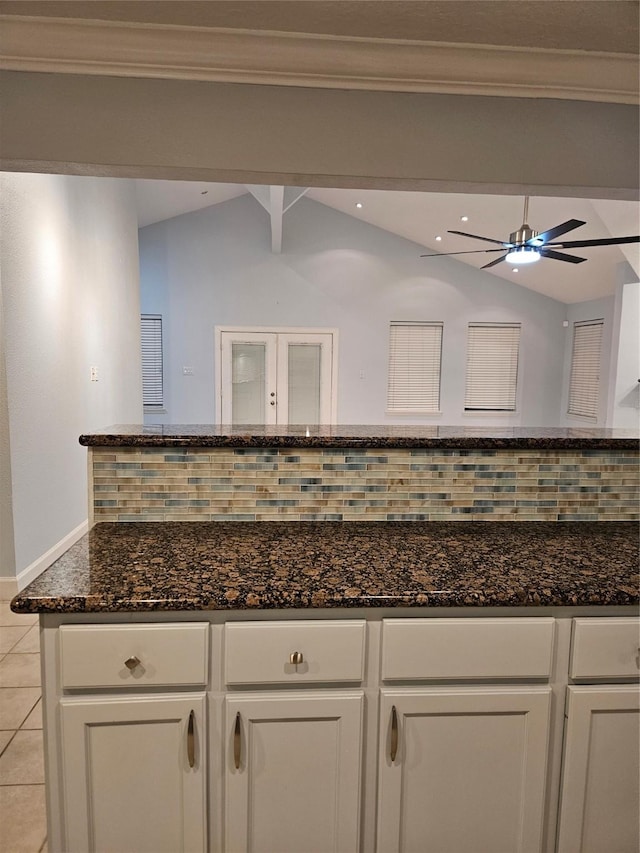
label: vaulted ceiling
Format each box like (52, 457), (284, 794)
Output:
(0, 0), (640, 302)
(136, 180), (640, 303)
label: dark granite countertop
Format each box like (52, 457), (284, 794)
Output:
(11, 522), (640, 613)
(80, 424), (639, 450)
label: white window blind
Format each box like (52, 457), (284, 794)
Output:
(387, 321), (442, 412)
(140, 314), (164, 407)
(464, 323), (520, 412)
(567, 320), (603, 418)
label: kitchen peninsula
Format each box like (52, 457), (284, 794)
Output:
(12, 426), (640, 853)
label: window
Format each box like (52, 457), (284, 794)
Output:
(387, 321), (442, 412)
(140, 314), (164, 409)
(567, 320), (603, 418)
(464, 323), (520, 412)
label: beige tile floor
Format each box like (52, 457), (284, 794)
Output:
(0, 585), (47, 853)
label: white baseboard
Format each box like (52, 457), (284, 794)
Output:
(14, 521), (89, 590)
(0, 578), (18, 601)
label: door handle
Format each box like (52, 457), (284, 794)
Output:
(233, 711), (242, 770)
(389, 705), (398, 761)
(187, 711), (196, 767)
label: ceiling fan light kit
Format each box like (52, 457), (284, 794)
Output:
(420, 196), (640, 270)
..............................
- Task brief
Rewrite the entries from the line with "label: white baseboard" through the end of the entries, changing "door handle" to "cabinet handle" and keeping everything else the same.

- Worked answer
label: white baseboard
Format each box like (52, 457), (284, 794)
Output:
(14, 521), (89, 590)
(0, 578), (18, 601)
label: cabinet handle
Format each box like (52, 457), (284, 794)
Output:
(233, 711), (242, 770)
(389, 705), (398, 761)
(187, 711), (196, 767)
label: ceiling fan light kit
Format each box like (52, 457), (284, 794)
Output:
(420, 196), (640, 270)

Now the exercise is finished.